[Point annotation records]

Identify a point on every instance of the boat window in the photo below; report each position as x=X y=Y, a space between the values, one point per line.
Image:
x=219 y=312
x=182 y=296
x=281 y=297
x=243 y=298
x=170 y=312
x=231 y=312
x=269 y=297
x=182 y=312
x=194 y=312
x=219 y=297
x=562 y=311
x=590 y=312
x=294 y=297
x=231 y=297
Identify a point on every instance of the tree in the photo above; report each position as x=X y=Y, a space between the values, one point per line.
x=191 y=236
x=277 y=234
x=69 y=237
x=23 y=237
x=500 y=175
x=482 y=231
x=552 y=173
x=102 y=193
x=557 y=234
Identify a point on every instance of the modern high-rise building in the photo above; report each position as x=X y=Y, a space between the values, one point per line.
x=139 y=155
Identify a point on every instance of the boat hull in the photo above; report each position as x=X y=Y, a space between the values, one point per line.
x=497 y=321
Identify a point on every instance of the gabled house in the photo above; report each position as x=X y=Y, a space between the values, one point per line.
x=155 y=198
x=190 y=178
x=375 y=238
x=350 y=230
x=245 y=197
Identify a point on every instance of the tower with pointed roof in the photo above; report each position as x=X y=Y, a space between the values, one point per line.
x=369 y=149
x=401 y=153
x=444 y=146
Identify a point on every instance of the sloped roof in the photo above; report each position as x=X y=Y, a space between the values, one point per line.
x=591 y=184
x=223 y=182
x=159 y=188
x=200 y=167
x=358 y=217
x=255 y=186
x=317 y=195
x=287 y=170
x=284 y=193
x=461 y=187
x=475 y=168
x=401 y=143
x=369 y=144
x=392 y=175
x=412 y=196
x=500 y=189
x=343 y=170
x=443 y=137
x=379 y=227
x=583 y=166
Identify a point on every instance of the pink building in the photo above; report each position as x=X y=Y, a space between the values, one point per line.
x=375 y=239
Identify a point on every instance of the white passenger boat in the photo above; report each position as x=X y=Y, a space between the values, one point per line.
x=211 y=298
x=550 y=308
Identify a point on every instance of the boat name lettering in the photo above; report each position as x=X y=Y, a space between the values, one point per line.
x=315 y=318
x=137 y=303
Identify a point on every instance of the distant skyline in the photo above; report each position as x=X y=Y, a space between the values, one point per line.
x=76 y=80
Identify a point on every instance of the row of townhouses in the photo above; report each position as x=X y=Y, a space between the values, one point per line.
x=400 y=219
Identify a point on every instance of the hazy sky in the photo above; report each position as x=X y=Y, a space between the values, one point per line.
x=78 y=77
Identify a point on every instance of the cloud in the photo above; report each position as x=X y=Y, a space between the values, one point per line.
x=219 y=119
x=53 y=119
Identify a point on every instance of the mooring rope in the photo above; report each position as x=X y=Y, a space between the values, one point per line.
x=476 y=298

* TASK TO COMPLETE *
Edit the material from the line that contains "Identify a point on every instance of the tree" through the line that contains "x=557 y=234", replacing "report each position" with "give each location" and keeping everything else the same.

* EXERCISE RESULT *
Identify a point on every instance of the tree in the photo above; give each location as x=X y=Y, a space between the values, one point per line.
x=191 y=236
x=277 y=234
x=69 y=237
x=23 y=237
x=500 y=175
x=482 y=231
x=552 y=173
x=102 y=193
x=557 y=234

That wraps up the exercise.